Un vieil habit de soirée attire
nos regards. Il est râpé ; il a
été noirci sur les coutures avec de
l'encre, et pourtant, celui qui l'a porté
fut un homme d'honneur. Pauvre écrivain, qui
n'a jamais voulu prostituer sa plume et a
payé son courage de sa vie ; car il est
mort, usé par le travail, et sa veuve n'a pu
payer ses funérailles qu'en vendant sa
défroque !
Quiconque veut prendre une leçon de
choses, quiconque veut avoir de l'existence humaine
une opinion véritable, doit aller faire un
tour au carreau du Temple. Les gloires et les
vanités du passé viennent toutes
échouer là. Et qu'elles paraissent
misérables ! Vaut-il la peine de
commettre tant de lâchetés pour
paraître quelque chose, et ne vaut-il pas
mieux s'efforcer d'être quelqu'un ?
À Londres, il existe un colossal
musée de figures de cire, fondé par
une femme de la Suisse française, Mme
Tussaud, il y a plus de cinquante ans. Ce
musée est devenu, pour les Anglais, presque
une institution nationale. Il ne se produit aucune
illustration en aucun genre qui ne soit reproduite
là : M. Gladstone y coudoie M.
Disraeli, et tous les deux, dans leur
impassibilité de statues, font bon
ménage avec M. Bradlaugh. Tous les partis
politiques et religieux y sont
représentés. On y voit nombre de
grands personnages : la reine Victoria et sa
cour, puis tous les rois et toutes les reines
d'Europe.
Une salle basse éclairée
par des lampes funèbres,
porte le nom de « Chambre des
Horreurs ». Il faut payer un
supplément pour entrer là. On y voit
la longue et répugnante galerie des
criminels anglais : empoisonneurs, brigands,
assassins de toute espèce. Dans un coin, une
potence laquelle, dit-on, a servi, ce qui ajoute
à l'intérêt avec lequel ses
naïfs visiteurs la regardent....

**OBJECTIF**
Selon le passage cité, qui a fondé le musée de figures de cire de Londres ? Les items proviennent d'une autre source.

(Enregistrements d'annotations de détection)
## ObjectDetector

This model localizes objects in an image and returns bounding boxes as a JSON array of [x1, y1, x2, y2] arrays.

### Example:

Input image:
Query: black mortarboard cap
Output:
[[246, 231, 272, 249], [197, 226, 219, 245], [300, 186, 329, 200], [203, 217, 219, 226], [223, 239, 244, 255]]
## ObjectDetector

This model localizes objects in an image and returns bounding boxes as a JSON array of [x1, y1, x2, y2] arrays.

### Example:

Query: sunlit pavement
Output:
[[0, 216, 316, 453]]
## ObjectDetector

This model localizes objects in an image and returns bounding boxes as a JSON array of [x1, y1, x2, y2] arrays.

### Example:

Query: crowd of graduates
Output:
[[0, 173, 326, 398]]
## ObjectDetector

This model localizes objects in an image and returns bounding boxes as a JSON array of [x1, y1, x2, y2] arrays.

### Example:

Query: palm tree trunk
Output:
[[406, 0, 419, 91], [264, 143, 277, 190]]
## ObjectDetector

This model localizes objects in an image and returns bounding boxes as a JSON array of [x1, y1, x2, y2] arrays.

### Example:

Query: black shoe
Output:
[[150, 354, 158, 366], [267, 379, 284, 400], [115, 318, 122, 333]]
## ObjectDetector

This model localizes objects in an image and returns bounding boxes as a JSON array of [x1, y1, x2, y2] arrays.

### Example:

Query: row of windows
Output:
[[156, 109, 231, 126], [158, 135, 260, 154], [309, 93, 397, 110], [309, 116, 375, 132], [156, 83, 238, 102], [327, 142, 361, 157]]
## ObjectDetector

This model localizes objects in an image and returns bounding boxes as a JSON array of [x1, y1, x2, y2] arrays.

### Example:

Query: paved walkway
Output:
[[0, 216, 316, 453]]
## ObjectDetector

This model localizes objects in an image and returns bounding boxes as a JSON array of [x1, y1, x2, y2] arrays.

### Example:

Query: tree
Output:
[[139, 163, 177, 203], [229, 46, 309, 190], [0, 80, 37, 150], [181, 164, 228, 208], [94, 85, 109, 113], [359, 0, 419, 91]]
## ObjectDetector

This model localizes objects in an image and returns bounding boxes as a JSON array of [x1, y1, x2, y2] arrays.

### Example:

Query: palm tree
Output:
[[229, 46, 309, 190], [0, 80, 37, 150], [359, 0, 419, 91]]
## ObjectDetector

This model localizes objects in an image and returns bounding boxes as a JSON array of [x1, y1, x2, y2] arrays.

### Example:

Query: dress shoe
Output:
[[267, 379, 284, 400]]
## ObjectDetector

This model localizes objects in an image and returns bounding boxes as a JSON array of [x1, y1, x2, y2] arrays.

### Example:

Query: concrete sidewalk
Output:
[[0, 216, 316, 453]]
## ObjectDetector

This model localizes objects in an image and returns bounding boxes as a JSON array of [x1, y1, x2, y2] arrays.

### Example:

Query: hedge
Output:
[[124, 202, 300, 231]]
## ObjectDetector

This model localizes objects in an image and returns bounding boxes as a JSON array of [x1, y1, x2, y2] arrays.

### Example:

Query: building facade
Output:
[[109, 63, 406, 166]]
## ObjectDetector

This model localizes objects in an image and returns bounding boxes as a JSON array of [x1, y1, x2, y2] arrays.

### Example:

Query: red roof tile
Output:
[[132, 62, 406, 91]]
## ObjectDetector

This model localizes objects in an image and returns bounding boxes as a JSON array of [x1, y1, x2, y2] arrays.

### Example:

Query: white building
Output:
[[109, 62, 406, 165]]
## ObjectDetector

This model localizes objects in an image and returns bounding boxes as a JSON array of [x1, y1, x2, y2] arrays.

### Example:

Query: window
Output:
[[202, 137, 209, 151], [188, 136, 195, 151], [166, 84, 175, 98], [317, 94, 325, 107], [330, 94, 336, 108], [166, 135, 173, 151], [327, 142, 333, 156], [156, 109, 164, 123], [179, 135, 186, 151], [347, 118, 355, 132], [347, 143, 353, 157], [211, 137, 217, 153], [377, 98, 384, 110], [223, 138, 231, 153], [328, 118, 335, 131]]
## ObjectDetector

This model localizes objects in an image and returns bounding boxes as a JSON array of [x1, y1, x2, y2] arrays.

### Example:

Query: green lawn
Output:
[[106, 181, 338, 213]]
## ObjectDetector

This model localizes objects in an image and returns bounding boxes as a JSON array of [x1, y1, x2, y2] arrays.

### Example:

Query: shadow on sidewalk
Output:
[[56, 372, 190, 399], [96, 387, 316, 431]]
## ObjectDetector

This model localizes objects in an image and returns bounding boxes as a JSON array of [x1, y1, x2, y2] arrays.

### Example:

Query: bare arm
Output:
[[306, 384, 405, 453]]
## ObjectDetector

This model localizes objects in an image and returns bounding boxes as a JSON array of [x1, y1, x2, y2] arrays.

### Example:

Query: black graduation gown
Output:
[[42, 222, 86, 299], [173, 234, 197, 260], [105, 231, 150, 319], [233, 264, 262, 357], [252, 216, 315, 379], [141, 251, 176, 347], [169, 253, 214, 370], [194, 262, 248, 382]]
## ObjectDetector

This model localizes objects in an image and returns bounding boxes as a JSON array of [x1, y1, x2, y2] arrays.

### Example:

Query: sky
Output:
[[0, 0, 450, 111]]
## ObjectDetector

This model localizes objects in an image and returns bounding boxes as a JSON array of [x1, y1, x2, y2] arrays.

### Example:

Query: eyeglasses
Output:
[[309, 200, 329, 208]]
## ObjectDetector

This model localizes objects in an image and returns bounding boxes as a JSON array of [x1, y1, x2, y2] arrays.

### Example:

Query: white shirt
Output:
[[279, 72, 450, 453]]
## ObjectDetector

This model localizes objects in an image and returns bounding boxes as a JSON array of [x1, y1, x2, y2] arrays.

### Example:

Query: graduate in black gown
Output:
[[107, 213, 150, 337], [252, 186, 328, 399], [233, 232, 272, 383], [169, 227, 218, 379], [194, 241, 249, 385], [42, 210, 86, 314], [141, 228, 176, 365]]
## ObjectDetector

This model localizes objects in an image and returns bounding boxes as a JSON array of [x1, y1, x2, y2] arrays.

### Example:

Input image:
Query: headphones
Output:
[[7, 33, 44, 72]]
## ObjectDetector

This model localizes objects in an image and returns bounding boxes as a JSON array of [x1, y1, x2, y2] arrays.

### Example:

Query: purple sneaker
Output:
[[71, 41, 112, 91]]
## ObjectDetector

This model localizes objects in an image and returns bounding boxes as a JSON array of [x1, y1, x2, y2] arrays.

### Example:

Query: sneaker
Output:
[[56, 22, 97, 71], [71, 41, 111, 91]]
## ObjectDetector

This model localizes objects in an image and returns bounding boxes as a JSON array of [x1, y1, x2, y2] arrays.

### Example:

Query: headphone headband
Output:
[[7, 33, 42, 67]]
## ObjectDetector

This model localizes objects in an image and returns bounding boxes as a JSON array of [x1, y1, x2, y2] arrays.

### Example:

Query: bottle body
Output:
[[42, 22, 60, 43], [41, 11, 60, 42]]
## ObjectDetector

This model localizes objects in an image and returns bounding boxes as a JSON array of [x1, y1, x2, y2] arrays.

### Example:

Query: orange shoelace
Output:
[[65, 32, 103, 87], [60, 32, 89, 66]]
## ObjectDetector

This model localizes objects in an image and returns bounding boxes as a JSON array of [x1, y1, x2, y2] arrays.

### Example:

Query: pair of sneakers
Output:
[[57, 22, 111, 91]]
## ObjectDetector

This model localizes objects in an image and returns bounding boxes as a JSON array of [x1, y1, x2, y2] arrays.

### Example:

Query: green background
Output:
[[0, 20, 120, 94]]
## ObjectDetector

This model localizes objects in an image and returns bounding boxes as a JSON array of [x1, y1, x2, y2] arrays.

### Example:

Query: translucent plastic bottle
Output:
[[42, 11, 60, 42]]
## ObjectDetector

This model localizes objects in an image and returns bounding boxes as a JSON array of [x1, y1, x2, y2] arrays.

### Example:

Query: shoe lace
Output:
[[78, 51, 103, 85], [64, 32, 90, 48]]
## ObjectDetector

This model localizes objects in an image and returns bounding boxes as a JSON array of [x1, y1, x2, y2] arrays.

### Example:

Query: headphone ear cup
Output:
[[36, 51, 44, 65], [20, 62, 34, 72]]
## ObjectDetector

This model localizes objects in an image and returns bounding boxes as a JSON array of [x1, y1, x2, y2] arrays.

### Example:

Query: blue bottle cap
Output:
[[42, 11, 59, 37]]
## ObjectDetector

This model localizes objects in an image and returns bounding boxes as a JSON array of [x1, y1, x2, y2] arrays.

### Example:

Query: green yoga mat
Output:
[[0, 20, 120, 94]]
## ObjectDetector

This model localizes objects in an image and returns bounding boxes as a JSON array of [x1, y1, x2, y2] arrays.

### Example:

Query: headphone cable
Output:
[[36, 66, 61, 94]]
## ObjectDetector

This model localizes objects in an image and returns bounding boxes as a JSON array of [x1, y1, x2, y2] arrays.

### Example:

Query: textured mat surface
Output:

**RÉPONSE**
Mme Tussaud, une femme de la Suisse française.